_STATED GOAL 1:_
Decide whether each statement agrees with the text on gender gaps in higher education: (a) women who work full time earn about 76 percent as much as men; (b) the enrollment of men in professional degree programs is rising; (c) the federally funded survey covered 3,359 students who were in the eighth grade in 1988. Answer yes or no for each, and quote the words of the text that decide it.
_STATED GOAL 2:_
Name every person identified by name in the text on gender gaps in higher education.
_STATED GOAL 3:_
In the text on gender gaps in higher education, rewrite the stretch from "In undergraduate and" through "into tenured positions.", swapping "tenured positions" for "permanent posts".

In undergraduate and graduate disciplines where women trail men, they are gaining ground, earning larger numbers of degrees in math, physical sciences and agriculture. …
Women who work full time earn about 76 percent as much as men, according to the Institute of Women’s Policy Research. Women are underrepresented in full-time faculty jobs, particularly in fields such as physical sciences, engineering and math.
“We clearly have a long way to go,” said Van Ummersen, vice president for the council’s Center for Effective Leadership. She said some universities are replacing retiring professors, giving women a chance to move into tenured positions.
The enrollment of men in professional degree programs is declining.
“There’s every reason to celebrate the success of women. And one has to be concerned about what’s happening with men,” said Russ Whitehurst, director of the Institute of Education Sciences, a research arm of the Education Department.
Researchers say that men, for different reasons, are not enrolling in or completing college programs with the same urgency as women.
One reason is a failure by schools to teach boys well at an early age, leading to frustration by high school. A second is a recognition by young men that they can land, if only temporarily, some decent-paying jobs without a college degree.
Boys need to have their aspirations raised just as girls have, said Tom Mortenson, senior scholar for The Pell Institute for the Study of Opportunity in Higher Education. By middle school, he said, many boys are tuning out and the problem is only getting worse.
“Women have been making educational progress, and the men are stuck,” he said. “They haven’t just fallen behind women. They have fallen behind changes in the job market.”
So fewer men are going to college, and maybe elementary school, middle school, and high school are not hetting boys interested and engaged. (Presumably the girls are interested and engaged, but here’s a little secret for you middle school teachers out there: some girls are good at faking engagement in your boring classes.) We’ll get to the question of engagement in just a moment. If our schools are turning anyone off to learning, there’s a problem we ought to fix.
But … once again the numbers we see reflected in the degrees earned is not reproduced in the workplace. Look, especially, at academic jobs in chemistry, physics, math, engineering. The gender imbalances are still there. (Also, there’s that wage gap.) Rather than diving into speculation about the cause(s) of the gap, let me just throw a question out there: Do women need to earn the majority of degrees in a field in order to start increasing their numbers in that field’s professoriate?
- From the Boston Globe: “Early Education Key to Scientific Career Choice”. I might have written a different headline for this one. From the article:
Teenage career preferences are a more reliable indicator than mathematical aptitude for predicting which students become scientists, suggesting a flaw in federal education strategies, a University of Virginia study found.
The federally funded survey of 3,359 students who were in the eighth grade in 1988 found that those who expressed interest in science yet made only average math scores had a 34 percent chance of graduating college with a science or engineering degree.

(Raw records)
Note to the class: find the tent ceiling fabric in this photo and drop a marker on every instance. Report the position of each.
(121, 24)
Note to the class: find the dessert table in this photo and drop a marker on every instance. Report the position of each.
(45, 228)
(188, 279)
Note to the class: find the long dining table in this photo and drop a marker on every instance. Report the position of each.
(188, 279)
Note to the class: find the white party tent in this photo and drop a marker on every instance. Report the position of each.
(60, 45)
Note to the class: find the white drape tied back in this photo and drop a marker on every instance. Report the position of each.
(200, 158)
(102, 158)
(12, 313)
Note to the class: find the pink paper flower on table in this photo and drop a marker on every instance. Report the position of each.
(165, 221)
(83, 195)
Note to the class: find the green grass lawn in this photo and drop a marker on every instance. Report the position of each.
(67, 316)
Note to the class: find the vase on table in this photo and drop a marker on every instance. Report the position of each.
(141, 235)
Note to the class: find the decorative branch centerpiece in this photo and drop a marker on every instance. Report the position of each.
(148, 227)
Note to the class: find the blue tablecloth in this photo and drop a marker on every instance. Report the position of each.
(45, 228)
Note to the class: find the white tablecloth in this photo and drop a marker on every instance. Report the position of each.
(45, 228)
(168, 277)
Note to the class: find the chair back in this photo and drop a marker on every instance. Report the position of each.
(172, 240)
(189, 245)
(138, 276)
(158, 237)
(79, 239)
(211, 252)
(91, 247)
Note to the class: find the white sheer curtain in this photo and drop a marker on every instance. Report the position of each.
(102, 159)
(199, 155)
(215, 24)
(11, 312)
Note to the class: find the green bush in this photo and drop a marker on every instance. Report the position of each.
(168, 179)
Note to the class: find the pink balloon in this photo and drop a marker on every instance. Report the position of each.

_CORRECT ANSWER 1:_
(a) Yes: "Women who work full time earn about 76 percent as much as men"
(b) No: "The enrollment of men in professional degree programs is declining."
(c) Yes: "The federally funded survey of 3,359 students who were in the eighth grade in 1988"

_CORRECT ANSWER 2:_
Van Ummersen, Russ Whitehurst, Tom Mortenson

_CORRECT ANSWER 3:_
In undergraduate and graduate disciplines where women trail men, they are gaining ground, earning larger numbers of degrees in math, physical sciences and agriculture. …
Women who work full time earn about 76 percent as much as men, according to the Institute of Women’s Policy Research. Women are underrepresented in full-time faculty jobs, particularly in fields such as physical sciences, engineering and math.
“We clearly have a long way to go,” said Van Ummersen, vice president for the council’s Center for Effective Leadership. She said some universities are replacing retiring professors, giving women a chance to move into permanent posts.